[Data items]
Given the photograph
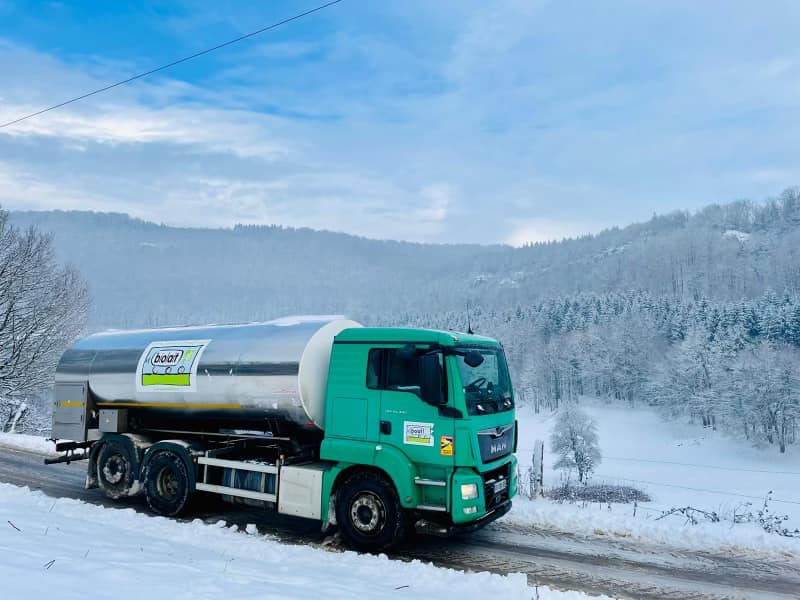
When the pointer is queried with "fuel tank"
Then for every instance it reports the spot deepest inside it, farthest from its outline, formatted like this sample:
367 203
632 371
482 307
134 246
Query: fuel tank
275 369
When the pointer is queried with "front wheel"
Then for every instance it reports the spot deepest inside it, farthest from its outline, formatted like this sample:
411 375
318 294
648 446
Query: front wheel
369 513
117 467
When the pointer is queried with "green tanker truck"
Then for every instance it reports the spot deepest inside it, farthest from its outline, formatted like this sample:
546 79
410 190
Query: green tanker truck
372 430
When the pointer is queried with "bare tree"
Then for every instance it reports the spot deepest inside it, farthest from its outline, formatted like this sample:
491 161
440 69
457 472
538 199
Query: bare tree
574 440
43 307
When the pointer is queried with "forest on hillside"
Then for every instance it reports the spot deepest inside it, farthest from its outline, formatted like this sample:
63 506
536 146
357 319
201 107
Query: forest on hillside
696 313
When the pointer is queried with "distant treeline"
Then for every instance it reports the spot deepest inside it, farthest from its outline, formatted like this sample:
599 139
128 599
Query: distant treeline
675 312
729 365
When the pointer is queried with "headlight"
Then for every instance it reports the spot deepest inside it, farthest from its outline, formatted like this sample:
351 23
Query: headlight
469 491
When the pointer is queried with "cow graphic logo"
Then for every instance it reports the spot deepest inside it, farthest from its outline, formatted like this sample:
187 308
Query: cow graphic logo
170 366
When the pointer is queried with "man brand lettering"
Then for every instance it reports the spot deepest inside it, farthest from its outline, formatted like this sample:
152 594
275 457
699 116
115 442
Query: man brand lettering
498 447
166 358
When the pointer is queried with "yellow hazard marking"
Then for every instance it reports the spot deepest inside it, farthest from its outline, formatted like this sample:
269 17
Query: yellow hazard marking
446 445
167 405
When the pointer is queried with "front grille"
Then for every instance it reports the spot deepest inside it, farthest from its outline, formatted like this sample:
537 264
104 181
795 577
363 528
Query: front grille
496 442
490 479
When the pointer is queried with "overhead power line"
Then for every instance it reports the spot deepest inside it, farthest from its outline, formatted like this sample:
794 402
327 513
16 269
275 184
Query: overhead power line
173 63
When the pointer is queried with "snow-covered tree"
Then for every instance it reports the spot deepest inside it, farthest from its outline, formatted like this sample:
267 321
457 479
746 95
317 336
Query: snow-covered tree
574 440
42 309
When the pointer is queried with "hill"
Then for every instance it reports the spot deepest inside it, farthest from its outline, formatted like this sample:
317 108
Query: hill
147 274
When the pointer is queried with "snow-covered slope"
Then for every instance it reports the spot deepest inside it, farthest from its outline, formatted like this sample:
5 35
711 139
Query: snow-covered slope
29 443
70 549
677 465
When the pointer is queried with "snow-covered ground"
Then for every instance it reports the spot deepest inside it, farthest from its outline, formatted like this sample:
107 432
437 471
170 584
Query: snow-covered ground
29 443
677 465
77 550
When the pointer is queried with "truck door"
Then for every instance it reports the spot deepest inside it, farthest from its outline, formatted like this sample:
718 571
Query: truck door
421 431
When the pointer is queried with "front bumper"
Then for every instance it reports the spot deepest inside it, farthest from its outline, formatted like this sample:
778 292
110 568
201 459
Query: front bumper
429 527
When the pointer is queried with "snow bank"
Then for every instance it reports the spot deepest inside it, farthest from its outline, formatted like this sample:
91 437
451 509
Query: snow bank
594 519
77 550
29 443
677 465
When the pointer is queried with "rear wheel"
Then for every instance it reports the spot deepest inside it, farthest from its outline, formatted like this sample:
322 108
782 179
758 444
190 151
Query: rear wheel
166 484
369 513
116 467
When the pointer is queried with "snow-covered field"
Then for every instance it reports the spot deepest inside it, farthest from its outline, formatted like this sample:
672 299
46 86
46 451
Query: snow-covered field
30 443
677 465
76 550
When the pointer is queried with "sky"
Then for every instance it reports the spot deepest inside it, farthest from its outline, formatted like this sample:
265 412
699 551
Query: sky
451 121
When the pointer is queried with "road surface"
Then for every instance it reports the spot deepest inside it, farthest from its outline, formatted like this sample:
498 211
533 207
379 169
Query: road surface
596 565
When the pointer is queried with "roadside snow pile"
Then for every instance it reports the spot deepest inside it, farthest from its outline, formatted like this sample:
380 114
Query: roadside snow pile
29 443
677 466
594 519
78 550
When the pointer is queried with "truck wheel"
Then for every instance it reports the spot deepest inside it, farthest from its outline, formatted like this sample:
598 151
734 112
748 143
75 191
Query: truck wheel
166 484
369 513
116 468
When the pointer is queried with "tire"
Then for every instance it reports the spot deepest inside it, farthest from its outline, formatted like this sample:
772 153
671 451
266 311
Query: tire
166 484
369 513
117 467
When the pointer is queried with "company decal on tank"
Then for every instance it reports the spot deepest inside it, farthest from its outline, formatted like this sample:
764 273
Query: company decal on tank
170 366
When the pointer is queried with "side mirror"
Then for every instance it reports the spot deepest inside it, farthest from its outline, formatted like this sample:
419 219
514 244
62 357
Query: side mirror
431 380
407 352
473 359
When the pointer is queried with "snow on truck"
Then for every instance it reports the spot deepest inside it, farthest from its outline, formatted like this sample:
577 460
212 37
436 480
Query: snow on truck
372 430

◆ **What the task asks**: Skipping all images, print the data above a second time exactly.

◆ **Result of the task**:
Given the photograph
When the pointer is queried with "fuel tank"
Then for every instance it reports the spot deepest inside it, farthest from its outline, formatted like this sample:
367 203
632 371
482 307
134 246
Query: fuel tank
275 369
When the pointer is queried with "front wheel"
Then for every instance it reports the spot deepest inside it, farthest from its outline, formatted like this sample:
411 375
318 294
648 446
Query: front wheel
369 513
117 467
When the pointer is queried with "green tanker truck"
Then for every instance it reports the spot deepest inside it, farthest from its outline, formatted like this sample:
546 79
410 190
Query: green tanker truck
372 430
When the pointer is queried with "bare tree"
Then for every instance it reports the spot deepest inside it, farthest from its outline, formatted like this sample:
491 161
440 69
457 472
538 199
Query: bare tree
574 440
43 307
When the pointer is queried with "forest on hillside"
Then for every instance it reports the spot deepest inside it, farthest from its outline, formatted like this sample:
63 506
536 146
357 319
201 107
Query: forest on hillside
696 313
When the pointer is queried with "distant treeline"
Then for every instance it reports the spot deepest inside it, farthest from its outline, formatted like this sample:
599 139
128 599
Query: distant treeline
675 312
729 365
When the pointer is queried with "headlight"
Then for every instance it reports the spot deepest inside it, farthest from its outline, formatted like this sample:
351 23
Query: headlight
469 491
When the pointer is queried with "cow graphic logo"
Then for every instance it reports the spot deepest inside it, farthest from its outline, formatted like this sample:
187 308
Query: cow graphic logo
170 366
When the pointer is queried with "man brand lettering"
Then for every instance it reports the spot deepest inside it, farthest from its outline, formatted like this sample:
152 594
275 457
699 116
115 442
Query: man brand lettering
498 447
166 358
When the pointer is queried with "yellow hazard marking"
Then for every instance it reports the spot deepest inside it, farthest from its outline, formatted like this sample:
269 17
Query: yellow hazard marking
446 445
167 405
When the pointer is queried with "front grille"
Then for every instance it reports the spot deepest inside it, farthest from its outline, formatted like this sample:
537 264
104 181
795 577
363 528
Query: front grille
496 442
490 479
When the pointer is queried with "overhead power line"
Then for every instance it reports the spot deepest inside it, farthest from its outline, formatted like this sample:
794 402
327 513
16 269
275 184
Query: overhead power line
173 63
When the pointer is queried with "snow-covered tree"
Then for every instance it reports the spot deepest inside it, farthest from its outline, formatted like this sample:
267 321
457 479
746 95
317 336
Query: snow-covered tree
574 440
42 309
When the pointer is queried with "hill"
Then for every instance it reports the spot deepest inside it, farthest from its outline, formatted like this sample:
317 108
Query: hill
147 274
When the pointer is queried with "snow-covered slope"
Then for every instance it reports the spot deepest inside it, farthest from its outline, formatted like this sample:
5 35
711 139
Query: snow-covered slope
29 443
70 549
677 465
When the pointer is queried with "snow-covered ground"
Then for every instance it reports the spot deepest inside it, farthest from its outline, formatted like this sample:
107 432
437 471
170 584
Query: snow-covered ground
29 443
677 465
77 550
When the pointer is queried with "truck door"
Then for every instance it reports the spot deepest inside it, farthest from its outline, formatted like this sample:
718 571
Query: truck door
421 431
When the pointer is queried with "front bumper"
Then for every instance it reports the spot deepest inside it, farthest from its outline, formatted like this sample:
778 292
110 568
201 459
Query: front bumper
429 527
When the pointer is queried with "snow bank"
Then for every instance it reports the spot deepest inside it, farthest from its outline, formatted like this sample:
91 437
451 509
Query: snow bank
594 519
77 550
29 443
677 465
When the pointer is queried with "rear wheel"
Then for every instance it reports the spot deepest inside it, farthest from its outline, formatted like this sample:
322 108
782 179
758 444
190 151
Query: rear wheel
166 484
369 513
116 467
When the pointer is queried with "snow-covered field"
Then for every instance it reports the spot deepest inside it, farthest from its outline, formatted like this sample:
672 299
46 86
46 451
Query: snow-covered field
30 443
677 465
76 550
When the pointer is queried with "sky"
Then for every instance it reports the spot deepest inside it, farthest from its outline, formatted like this sample:
265 412
699 551
Query: sky
451 121
When the pointer is queried with "road surface"
Then for every instance it reports the spot deepest inside it, farthest from its outline, formatted like this sample:
498 211
533 207
379 169
Query: road surface
596 565
When the pointer is queried with "roadside snow pile"
Then for every instance it reports the spot deepest inside it, farthest from its outline, formatted like this sample:
380 114
Query: roadside snow pile
29 443
677 466
594 519
78 550
When the pointer is queried with "truck wheel"
Then for every instance it reports the spot deepest inside it, farthest from its outline, formatted like this sample:
598 151
734 112
748 143
75 191
Query: truck wheel
166 484
369 513
116 468
When the pointer is queried with "tire"
Then for every instance it reports the spot deepest inside it, farthest from its outline, formatted like this sample:
772 153
671 451
266 311
Query: tire
166 484
369 513
117 467
When the pointer is queried with "company decal on tank"
Then for every instance it reports the spot deepest inside it, farthest from its outline, formatted like this sample:
764 273
Query: company decal on tank
170 366
When the pointer is queried with "side mirror"
Then for every instance it reports the spot deepest inside it, farthest from its outline, formatted like this sample:
419 219
514 244
62 357
Query: side mirror
431 380
407 352
473 359
When the pointer is queried with "snow on truck"
Then for every instance it reports the spot deepest inside it, farthest from its outline, formatted like this sample:
577 460
212 37
436 480
Query: snow on truck
372 430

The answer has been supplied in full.